### [What you will do]
1: In the passage about Ruthie Foster's album, who adds slide guitar to the title tune?
2: Extend the passage about Ruthie Foster's album, picking up after its final sentence.

### [Selection]
— START —

In the warm confines of Austin producer and former neighbor Daniel Barrett’s studio, she found a comfort level she’d never before experienced while recording. It gave her the strength to pour the heartache of her family’s fracture and the cautious hope of new love into 10 incredible tracks, nine of which are by a diverse array of writers ranging from Mississippi John Hurt, Sean Staples and Grace Pettis (daughter of renowned folk singer Pierce Pettis), to Chris Stapleton and Black Sabbath. Yes, Black Sabbath: Foster reimagines “War Pigs” as a jam session with Son House. She also covers the Four Tops’ “Loving You Is Sweeter Than Ever,” written by Ivy Jo Hunter and Stevie Wonder.  
And she makes each one hers, aided by some special guests. Tedeschi’s husband, Derek Trucks, drops slide guitar into the title tune; bassist Willie Weeks (Bowie, Clapton, George Harrison) plays on the Foster-penned “Open Sky”; and drumming legend Joe Vitale (Crosby, Stills & Nash; the Eagles) appears on several tracks. Grace Pettis adds guitar to “Working Woman” and vocals on “Good Sailor,” Pettis’ co-write with Haley Cole. Local hero Warren Hood (“Champ Hood’s boy,” as Foster calls him) lays fiddle and mandolin on Hurt’s bluegrass-tinted “Richland Woman Blues.” Barrett plays guitars, drums and percussion; other contributors include Brian Standefer, Eric Holden, Frank LoCrasto, Nicholas Ryland and Red Young, as well as the core members of Ruthie’s touring band, Samantha Banks and Larry Fulcher.    
At one point, Barrett described the album to Hood as “some blues, some folk, some soul, some rock, some gospel.” Hood replied, “Sounds like Ruthie Foster music.”  
Exactly. And “Ruthie Foster music” is an adventurous trip, harboring in places where stylistic limitations don’t exist and anything is worth trying. Which explains how she can turn even a song she was initially unsure about, “Loving You Is Sweeter Than Ever,” into a gospel-pop tour-de-force that could make Aretha Franklin jealous. “Once in a while I get a song I just resist, but I go ahead and start feeling what it feels like to sing it,” Foster explains. “That was one of those songs; it just felt good to sing.”

— END —

(Lines of data)
— START —

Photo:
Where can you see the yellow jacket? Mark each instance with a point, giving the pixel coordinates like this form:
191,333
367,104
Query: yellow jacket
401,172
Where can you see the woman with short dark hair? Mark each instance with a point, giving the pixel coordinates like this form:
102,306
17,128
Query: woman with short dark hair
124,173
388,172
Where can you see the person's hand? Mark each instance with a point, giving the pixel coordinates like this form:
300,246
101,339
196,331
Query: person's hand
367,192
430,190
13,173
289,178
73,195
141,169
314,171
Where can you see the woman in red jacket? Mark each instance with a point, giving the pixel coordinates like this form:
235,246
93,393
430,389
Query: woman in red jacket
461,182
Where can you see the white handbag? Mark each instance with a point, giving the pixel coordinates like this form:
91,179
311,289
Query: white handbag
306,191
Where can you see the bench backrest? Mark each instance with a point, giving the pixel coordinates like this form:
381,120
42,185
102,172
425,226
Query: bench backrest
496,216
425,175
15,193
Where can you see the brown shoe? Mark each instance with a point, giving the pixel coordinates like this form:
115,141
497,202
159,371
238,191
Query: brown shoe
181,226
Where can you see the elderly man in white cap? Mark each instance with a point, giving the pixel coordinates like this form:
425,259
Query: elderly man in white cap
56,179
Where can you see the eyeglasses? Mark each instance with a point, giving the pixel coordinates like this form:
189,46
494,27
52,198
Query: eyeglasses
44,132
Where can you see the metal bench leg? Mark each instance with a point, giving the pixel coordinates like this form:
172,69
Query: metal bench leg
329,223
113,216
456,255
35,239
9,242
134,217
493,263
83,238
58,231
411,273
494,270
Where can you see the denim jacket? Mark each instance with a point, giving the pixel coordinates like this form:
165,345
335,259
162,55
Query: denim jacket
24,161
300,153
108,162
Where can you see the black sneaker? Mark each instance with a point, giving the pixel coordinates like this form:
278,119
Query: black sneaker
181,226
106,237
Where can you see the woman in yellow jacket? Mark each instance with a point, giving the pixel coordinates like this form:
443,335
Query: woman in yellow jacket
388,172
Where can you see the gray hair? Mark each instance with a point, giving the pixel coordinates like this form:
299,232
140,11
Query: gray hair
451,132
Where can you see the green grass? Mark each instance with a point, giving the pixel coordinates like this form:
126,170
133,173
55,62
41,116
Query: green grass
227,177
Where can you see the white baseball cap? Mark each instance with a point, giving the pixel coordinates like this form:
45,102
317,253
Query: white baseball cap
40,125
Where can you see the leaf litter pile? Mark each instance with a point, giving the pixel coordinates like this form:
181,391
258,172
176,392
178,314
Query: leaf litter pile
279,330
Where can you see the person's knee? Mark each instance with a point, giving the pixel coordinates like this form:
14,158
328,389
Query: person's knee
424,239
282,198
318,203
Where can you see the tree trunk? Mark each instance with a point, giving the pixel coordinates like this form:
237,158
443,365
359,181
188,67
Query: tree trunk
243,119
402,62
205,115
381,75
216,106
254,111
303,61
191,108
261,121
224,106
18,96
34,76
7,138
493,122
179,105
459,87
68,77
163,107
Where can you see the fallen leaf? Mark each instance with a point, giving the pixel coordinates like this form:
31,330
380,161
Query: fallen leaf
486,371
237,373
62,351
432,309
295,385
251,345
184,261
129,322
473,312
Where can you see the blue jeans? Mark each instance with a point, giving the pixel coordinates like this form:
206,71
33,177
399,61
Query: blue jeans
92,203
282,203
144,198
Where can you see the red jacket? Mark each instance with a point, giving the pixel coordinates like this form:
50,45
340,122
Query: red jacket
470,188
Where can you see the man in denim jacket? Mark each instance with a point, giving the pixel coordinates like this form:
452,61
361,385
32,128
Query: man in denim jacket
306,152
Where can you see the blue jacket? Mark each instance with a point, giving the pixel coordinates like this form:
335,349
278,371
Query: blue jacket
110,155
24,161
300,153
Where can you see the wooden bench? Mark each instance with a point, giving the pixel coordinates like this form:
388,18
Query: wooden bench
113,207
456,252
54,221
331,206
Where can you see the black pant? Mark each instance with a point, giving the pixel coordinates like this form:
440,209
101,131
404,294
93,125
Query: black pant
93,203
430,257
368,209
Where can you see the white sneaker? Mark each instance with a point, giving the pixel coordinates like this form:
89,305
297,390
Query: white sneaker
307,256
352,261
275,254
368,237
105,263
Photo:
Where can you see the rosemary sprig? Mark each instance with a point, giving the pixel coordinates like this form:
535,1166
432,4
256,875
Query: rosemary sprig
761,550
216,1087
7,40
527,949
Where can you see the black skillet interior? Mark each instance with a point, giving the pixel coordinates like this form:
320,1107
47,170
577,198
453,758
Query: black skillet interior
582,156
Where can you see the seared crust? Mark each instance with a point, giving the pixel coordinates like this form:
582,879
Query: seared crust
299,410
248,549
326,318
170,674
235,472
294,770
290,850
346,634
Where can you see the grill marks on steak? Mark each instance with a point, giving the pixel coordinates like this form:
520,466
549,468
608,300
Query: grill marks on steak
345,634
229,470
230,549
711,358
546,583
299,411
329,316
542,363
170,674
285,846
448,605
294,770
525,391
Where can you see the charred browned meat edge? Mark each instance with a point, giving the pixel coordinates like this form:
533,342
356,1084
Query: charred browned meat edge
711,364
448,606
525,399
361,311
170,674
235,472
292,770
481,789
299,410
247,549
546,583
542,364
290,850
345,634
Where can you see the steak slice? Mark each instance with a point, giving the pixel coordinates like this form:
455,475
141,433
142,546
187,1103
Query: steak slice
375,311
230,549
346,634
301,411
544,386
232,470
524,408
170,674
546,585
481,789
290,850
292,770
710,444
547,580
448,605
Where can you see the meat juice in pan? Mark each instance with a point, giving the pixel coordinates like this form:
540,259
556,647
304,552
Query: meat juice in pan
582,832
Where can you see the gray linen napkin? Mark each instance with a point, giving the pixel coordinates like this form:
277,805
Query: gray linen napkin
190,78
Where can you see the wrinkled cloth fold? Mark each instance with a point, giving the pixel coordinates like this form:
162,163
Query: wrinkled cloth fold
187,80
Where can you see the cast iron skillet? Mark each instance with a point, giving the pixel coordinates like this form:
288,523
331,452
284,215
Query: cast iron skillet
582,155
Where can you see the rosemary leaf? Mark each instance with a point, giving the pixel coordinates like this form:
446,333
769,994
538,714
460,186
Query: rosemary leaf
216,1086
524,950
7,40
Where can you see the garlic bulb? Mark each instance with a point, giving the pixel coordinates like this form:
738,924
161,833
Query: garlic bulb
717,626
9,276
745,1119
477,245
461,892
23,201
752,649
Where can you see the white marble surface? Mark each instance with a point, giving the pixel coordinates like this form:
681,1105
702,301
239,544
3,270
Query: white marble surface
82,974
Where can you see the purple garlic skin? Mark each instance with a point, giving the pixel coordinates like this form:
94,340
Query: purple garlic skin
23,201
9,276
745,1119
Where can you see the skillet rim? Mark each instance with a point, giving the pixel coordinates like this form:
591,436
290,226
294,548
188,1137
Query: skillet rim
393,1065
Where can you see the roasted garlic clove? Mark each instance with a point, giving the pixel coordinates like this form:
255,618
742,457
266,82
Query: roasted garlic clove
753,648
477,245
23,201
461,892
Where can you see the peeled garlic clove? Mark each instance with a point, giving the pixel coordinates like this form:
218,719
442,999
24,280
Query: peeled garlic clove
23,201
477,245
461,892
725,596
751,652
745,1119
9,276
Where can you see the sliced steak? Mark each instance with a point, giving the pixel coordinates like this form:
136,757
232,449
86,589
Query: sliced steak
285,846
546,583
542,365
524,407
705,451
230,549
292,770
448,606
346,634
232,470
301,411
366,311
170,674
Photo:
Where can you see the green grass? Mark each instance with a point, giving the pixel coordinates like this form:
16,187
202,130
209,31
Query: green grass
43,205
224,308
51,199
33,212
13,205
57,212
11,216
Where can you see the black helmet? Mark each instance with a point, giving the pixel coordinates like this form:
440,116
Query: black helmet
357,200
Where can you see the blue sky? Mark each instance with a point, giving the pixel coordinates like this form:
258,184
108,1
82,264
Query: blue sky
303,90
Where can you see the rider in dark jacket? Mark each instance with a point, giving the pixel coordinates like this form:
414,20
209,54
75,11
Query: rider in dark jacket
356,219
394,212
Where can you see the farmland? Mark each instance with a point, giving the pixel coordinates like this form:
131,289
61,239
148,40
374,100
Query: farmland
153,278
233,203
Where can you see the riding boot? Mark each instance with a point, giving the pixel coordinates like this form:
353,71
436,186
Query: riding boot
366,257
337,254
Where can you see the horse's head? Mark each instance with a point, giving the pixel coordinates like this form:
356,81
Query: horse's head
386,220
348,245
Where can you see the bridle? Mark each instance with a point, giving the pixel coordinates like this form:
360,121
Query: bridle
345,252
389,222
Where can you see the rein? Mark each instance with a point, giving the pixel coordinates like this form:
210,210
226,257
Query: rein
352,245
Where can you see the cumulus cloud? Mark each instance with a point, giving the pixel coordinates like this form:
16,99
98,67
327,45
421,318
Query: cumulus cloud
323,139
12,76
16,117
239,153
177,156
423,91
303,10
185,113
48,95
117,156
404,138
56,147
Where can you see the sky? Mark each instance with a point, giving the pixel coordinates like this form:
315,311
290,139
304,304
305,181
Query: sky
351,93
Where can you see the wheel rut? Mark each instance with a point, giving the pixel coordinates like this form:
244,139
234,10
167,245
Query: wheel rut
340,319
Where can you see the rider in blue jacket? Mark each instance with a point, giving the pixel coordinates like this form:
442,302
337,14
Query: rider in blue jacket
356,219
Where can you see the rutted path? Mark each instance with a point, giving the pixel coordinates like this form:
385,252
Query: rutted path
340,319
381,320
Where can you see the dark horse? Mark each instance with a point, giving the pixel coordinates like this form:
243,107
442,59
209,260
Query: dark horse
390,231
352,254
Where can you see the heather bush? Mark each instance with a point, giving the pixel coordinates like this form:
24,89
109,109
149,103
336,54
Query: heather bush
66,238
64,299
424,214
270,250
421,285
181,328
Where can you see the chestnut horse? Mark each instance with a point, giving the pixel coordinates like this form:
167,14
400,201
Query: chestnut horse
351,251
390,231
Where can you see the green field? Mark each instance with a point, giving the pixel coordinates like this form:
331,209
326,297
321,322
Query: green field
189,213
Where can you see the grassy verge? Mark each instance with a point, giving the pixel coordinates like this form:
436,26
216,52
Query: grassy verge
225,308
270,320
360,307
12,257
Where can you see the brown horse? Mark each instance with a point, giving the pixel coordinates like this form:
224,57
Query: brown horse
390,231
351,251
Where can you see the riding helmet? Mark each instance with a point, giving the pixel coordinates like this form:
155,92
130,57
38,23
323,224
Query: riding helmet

— END —

### [Responses in order]
1: Derek Trucks

2:
As for motivating herself in the studio if sparks don’t flash immediately, she says that’s been part of the job. “I go in, I’m prepared, I sing, and then I go home.” What she didn’t do in the past was hang out in the studio. Foster and Barrett had already spent many caffeine-fueled hours discussing music and life before recording; that continued as they worked — with occasional breaks to catch a loose neighborhood dog or entertain an ailing child. “Those small, real-life interruptions made it really nice for me,” she says. “They made it less like a job, which opened me up creatively.”  
They weren’t even planning an album at first; they’d just decided to work up some songs, starting with “Forgiven,” by the Weepies’ Deb Talan. A gorgeous, majestic and moving ballad, it’s the perfectly placed final track. “This song said so much about what I was going through,” Foster says softly. “To have it be the catalyst for this album was a gift.” She cried during the playback — for the first time in her career.  
That emotional nakedness is exactly what makes Joy Comes Back so extraordinary. On songs such as Pettis’ powerful “Good Sailor,” Foster, a Navy vet, plunged right into lines like I've been tossed around in the deepest blue/I almost drowned a time or two/But easy living never did me no favors/Smooth seas never made a good sailor.”  
“It’s written so well, I was upset that I hadn’t written it myself,” Foster says, laughing. When Pettis heard the track, she told Foster, “It’s your song now.” Foster also claimed Pettis’ “Working Woman,” a rousing soul anthem of empowerment — and righteous anger.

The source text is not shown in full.